*** Input ***
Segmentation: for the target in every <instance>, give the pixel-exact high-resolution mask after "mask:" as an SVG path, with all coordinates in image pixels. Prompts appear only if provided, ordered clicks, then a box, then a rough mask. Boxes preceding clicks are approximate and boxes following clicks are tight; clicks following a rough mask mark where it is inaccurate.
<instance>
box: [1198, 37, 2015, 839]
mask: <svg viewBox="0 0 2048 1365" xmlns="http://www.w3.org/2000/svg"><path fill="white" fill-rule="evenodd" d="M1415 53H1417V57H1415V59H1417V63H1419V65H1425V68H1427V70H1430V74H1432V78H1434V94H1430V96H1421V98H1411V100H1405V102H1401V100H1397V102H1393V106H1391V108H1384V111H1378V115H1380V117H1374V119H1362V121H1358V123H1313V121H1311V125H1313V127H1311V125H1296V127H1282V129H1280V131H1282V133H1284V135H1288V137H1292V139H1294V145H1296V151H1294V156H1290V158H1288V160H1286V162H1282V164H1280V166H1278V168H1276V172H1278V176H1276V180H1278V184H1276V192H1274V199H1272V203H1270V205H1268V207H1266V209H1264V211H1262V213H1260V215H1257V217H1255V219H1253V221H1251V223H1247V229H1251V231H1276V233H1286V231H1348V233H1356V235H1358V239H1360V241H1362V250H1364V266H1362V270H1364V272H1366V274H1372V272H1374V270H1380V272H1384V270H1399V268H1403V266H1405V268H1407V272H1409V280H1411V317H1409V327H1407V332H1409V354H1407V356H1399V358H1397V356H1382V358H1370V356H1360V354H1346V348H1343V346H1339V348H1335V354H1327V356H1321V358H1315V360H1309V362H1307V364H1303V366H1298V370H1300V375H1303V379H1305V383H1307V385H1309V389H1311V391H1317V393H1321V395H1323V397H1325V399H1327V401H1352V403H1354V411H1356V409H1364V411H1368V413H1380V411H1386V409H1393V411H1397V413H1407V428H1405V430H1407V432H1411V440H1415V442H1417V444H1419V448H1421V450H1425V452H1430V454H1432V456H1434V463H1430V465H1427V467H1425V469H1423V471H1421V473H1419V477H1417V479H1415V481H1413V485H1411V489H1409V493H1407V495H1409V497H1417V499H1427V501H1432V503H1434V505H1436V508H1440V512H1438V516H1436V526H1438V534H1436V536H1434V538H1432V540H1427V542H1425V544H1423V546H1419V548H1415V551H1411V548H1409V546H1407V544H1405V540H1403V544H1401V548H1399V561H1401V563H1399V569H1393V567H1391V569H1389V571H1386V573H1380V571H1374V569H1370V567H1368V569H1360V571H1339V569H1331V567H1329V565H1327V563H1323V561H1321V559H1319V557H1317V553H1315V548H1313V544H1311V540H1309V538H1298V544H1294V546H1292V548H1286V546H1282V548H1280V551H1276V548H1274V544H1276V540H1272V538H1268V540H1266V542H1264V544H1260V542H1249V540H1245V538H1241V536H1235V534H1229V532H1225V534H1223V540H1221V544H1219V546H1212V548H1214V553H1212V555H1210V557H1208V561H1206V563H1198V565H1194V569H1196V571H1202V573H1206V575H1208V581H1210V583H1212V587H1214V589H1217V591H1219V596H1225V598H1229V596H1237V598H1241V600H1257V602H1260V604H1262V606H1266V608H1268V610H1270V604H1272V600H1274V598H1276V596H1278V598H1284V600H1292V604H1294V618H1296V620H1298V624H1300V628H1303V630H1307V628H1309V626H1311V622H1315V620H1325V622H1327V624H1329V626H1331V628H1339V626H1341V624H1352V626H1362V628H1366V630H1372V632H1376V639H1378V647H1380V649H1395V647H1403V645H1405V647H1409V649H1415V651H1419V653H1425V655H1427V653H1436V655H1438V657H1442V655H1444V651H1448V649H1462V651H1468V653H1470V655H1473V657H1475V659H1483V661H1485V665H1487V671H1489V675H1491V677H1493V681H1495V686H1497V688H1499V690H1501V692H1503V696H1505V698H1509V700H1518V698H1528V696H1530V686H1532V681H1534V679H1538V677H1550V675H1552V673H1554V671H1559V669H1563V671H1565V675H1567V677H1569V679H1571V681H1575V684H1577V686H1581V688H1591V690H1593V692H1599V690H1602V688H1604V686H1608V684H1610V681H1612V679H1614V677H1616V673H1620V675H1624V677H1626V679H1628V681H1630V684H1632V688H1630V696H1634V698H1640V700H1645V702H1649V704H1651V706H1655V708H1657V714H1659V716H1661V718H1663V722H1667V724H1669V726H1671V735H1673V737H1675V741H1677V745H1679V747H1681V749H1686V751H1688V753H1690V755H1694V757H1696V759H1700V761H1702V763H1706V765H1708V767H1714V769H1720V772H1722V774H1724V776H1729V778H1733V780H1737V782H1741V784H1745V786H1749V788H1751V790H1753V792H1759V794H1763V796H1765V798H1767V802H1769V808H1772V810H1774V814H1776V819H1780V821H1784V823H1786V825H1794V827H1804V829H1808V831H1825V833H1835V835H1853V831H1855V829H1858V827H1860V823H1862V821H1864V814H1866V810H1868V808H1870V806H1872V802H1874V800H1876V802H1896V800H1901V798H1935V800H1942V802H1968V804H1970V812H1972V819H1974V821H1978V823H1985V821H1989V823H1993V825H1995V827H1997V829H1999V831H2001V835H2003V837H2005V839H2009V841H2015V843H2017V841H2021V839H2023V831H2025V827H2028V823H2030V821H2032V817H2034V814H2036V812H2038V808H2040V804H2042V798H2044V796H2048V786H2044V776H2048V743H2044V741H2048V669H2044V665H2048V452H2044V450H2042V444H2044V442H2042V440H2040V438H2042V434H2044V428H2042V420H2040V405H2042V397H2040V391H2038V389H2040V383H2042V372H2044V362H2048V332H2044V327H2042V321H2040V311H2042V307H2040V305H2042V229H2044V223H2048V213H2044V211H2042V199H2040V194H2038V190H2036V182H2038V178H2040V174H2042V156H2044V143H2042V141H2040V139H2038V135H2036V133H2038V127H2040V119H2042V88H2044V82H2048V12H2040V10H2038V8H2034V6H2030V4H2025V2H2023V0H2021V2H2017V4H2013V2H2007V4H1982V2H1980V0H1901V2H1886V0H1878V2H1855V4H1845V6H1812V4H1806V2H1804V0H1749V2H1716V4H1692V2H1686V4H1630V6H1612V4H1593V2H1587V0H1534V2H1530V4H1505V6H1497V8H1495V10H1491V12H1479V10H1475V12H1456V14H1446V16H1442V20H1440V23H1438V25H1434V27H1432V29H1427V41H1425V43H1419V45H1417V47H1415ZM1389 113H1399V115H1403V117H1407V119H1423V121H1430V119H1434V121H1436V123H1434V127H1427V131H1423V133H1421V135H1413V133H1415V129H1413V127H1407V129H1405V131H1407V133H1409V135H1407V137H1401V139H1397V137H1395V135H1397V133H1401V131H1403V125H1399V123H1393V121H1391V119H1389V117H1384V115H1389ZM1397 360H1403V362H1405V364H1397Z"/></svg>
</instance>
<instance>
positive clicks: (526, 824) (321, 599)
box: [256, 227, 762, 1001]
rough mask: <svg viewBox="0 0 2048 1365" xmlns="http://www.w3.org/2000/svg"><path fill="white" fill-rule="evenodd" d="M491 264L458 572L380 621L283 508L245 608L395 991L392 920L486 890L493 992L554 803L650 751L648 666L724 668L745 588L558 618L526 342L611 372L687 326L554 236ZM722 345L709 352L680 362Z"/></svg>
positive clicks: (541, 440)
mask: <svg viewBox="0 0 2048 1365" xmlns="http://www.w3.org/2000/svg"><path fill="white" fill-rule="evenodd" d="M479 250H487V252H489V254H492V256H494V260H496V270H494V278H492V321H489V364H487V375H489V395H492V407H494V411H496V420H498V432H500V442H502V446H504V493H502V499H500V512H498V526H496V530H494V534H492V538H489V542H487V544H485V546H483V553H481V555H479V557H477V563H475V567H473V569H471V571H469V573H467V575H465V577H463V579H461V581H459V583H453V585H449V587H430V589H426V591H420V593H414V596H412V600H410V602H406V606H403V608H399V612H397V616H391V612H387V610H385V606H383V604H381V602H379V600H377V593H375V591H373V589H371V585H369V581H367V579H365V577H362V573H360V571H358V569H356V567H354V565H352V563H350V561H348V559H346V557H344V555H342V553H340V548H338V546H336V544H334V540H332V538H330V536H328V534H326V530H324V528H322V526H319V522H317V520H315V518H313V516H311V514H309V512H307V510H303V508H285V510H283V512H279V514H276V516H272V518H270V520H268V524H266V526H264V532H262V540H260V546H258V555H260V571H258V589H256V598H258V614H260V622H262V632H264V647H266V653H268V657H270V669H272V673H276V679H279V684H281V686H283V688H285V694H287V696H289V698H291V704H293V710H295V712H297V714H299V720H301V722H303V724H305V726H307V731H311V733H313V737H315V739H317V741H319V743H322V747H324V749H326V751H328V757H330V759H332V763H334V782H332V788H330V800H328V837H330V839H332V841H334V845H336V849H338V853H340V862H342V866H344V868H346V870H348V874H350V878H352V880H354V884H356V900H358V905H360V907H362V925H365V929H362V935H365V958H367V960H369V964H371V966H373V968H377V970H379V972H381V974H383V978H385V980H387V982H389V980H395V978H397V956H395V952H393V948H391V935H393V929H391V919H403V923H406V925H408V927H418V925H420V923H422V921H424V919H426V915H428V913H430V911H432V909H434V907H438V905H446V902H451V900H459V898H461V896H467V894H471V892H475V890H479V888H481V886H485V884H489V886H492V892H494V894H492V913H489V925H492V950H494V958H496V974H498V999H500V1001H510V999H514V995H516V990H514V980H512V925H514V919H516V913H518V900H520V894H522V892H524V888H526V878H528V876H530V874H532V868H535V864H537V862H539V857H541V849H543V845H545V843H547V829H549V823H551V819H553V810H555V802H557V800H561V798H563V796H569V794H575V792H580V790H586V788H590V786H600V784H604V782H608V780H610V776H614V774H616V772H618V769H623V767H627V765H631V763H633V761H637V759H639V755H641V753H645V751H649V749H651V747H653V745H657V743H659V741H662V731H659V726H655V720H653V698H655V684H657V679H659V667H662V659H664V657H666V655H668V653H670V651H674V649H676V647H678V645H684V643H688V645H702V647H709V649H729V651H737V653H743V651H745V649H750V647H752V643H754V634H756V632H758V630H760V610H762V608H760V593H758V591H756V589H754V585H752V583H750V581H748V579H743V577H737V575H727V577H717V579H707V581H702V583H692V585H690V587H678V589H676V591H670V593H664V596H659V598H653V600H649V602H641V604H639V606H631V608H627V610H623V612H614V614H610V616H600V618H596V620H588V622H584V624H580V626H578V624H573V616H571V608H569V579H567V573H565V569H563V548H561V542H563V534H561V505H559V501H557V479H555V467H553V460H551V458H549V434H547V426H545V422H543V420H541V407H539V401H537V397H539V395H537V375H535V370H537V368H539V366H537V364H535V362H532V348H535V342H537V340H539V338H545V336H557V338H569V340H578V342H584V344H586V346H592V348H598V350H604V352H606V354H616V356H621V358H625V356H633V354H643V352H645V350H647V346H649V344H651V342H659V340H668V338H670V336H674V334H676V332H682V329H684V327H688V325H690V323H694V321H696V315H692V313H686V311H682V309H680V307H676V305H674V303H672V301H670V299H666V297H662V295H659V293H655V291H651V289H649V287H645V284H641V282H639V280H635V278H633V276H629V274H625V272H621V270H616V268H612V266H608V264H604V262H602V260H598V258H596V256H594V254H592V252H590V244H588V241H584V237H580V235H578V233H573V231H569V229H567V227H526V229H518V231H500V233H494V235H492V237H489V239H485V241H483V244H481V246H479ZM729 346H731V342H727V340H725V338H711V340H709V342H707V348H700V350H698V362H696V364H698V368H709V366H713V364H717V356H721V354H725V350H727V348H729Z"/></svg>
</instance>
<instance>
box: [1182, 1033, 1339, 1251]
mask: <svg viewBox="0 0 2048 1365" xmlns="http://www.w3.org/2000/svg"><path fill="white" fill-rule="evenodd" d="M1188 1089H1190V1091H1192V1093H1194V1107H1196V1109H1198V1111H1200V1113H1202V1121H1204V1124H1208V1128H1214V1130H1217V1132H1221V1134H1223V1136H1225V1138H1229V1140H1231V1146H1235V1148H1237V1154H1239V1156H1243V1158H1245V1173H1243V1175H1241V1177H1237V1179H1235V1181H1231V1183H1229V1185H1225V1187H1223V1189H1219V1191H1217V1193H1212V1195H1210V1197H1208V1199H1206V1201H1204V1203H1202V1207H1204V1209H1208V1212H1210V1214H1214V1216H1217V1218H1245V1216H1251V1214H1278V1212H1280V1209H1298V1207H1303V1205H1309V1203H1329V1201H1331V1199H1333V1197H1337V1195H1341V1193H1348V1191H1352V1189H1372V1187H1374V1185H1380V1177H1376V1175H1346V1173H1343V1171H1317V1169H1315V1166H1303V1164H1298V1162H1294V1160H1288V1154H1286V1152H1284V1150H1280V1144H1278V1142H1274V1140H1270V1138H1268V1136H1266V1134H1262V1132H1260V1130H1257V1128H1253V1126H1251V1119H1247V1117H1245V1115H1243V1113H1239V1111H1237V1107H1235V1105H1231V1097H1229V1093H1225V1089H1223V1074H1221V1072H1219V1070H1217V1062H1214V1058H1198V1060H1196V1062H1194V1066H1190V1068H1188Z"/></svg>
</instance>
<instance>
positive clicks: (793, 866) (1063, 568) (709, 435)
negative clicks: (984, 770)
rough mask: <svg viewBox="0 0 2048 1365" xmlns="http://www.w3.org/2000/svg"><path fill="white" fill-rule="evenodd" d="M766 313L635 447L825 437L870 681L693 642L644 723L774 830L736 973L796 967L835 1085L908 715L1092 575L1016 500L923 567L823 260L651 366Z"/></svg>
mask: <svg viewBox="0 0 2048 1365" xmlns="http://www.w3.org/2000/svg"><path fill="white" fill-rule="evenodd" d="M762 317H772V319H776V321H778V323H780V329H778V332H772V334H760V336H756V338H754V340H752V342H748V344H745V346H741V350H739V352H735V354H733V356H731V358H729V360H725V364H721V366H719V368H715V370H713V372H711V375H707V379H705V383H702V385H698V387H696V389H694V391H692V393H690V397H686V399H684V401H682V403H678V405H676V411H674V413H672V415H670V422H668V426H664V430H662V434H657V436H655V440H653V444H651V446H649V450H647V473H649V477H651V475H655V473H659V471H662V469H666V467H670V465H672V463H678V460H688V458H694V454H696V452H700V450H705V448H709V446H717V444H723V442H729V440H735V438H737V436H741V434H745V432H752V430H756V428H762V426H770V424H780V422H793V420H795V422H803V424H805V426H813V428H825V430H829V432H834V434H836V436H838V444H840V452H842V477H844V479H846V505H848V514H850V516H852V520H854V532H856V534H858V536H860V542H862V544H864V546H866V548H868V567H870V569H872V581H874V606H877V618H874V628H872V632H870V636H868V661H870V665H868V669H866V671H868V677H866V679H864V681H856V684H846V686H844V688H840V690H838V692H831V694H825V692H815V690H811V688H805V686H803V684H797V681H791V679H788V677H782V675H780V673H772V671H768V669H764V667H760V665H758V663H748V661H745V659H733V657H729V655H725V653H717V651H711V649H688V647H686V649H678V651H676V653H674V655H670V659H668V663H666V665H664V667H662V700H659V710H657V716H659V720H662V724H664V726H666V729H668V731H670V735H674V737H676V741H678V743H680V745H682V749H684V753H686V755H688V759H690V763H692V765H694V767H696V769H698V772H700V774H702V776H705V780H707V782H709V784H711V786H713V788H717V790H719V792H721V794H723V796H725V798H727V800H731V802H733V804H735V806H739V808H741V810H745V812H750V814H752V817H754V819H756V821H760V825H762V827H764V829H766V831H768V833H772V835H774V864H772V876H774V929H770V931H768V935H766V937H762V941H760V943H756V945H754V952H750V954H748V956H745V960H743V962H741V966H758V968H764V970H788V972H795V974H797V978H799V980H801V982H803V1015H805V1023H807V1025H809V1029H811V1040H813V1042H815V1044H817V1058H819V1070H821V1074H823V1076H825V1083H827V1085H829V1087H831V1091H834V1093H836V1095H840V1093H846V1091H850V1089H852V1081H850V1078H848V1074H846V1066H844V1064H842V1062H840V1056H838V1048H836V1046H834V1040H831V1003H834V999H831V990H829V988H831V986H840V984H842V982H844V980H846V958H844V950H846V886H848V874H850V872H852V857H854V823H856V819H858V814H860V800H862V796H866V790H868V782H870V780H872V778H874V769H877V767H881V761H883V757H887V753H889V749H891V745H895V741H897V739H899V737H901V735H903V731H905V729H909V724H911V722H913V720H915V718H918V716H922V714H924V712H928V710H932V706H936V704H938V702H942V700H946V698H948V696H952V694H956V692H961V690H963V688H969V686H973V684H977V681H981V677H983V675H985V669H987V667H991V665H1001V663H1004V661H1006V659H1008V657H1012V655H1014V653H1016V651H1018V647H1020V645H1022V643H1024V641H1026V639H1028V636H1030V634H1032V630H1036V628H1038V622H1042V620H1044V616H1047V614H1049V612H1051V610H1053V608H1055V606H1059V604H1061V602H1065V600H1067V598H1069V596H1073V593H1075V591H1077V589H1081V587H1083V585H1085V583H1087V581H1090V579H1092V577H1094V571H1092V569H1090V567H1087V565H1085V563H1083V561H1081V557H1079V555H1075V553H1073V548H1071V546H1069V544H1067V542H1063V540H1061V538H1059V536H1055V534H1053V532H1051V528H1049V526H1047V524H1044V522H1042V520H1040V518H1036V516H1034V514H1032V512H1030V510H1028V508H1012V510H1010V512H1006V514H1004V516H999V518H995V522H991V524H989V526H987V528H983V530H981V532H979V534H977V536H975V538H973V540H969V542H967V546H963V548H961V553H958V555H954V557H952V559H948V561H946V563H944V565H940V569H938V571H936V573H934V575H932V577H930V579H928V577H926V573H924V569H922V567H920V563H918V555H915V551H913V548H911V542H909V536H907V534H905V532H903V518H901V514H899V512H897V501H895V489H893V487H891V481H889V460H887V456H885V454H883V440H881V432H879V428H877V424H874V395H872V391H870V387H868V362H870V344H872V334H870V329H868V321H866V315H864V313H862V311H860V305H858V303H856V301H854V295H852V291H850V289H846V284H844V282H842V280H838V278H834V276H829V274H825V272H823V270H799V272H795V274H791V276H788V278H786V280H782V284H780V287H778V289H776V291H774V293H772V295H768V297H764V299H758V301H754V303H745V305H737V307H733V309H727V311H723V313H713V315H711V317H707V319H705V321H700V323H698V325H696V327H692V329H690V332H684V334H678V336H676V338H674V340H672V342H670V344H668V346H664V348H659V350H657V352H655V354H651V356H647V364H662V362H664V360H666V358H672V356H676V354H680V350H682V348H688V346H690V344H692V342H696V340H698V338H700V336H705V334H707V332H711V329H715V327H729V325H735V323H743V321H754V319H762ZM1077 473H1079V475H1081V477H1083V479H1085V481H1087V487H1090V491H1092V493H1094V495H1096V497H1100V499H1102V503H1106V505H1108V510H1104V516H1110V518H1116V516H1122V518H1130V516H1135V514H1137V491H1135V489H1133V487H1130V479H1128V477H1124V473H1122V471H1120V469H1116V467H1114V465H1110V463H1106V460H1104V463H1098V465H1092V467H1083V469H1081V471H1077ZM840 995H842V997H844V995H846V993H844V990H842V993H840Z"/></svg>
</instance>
*** End of Input ***
Would you print, exactly as written, every line above from the one holding "positive clicks: (793, 866)" through the one holding "negative clicks: (984, 770)", with both included and no other lines?

positive clicks: (793, 866) (1063, 568) (709, 435)
negative clicks: (984, 770)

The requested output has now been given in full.